**** Data to process
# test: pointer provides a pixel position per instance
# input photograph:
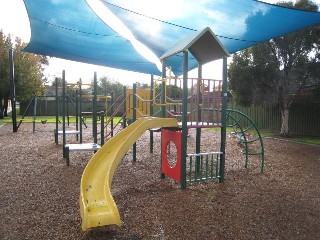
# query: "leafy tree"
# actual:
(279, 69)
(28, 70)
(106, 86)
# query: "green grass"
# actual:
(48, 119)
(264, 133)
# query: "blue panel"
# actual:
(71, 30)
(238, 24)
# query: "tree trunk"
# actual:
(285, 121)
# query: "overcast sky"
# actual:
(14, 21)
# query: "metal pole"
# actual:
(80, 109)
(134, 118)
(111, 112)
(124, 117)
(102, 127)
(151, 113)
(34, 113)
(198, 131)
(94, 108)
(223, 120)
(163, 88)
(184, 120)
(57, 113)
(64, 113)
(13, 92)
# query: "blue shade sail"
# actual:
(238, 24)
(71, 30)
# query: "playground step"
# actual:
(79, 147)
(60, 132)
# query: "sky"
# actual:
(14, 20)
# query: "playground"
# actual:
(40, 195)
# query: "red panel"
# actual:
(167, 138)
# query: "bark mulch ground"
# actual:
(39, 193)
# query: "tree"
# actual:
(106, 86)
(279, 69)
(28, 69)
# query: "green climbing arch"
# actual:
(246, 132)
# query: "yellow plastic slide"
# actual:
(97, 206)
********
(What you are asked to do)
Repeat all the rows above word for word, leaving out the picture.

(Full answer)
# test: pointer provides a pixel position per instance
# input photograph:
# query: "leafy tree"
# actual:
(279, 69)
(28, 70)
(106, 86)
# query: "green grass"
# actual:
(48, 119)
(264, 133)
# query: "blue panel"
# actual:
(71, 30)
(238, 24)
# query: "tree trunk"
# actual:
(285, 121)
# query: "overcast sky"
# actual:
(14, 21)
# query: "metal pole"
# actual:
(80, 109)
(134, 118)
(111, 112)
(124, 117)
(102, 127)
(151, 113)
(34, 113)
(198, 131)
(94, 108)
(223, 120)
(163, 88)
(184, 120)
(57, 113)
(64, 113)
(13, 92)
# query: "blue shade sail"
# actual:
(238, 24)
(71, 30)
# query: "playground step"
# actual:
(79, 147)
(60, 132)
# query: "sky"
# actual:
(14, 20)
# query: "playground"
# actual:
(40, 195)
# query: "red panel"
# actual:
(167, 138)
# query: "bark mulch ground"
# actual:
(39, 193)
# query: "tree"
# actual:
(106, 86)
(279, 69)
(28, 69)
# query: "green climbing arch"
# actual:
(246, 132)
# query: "yellow plastic slide"
# actual:
(97, 206)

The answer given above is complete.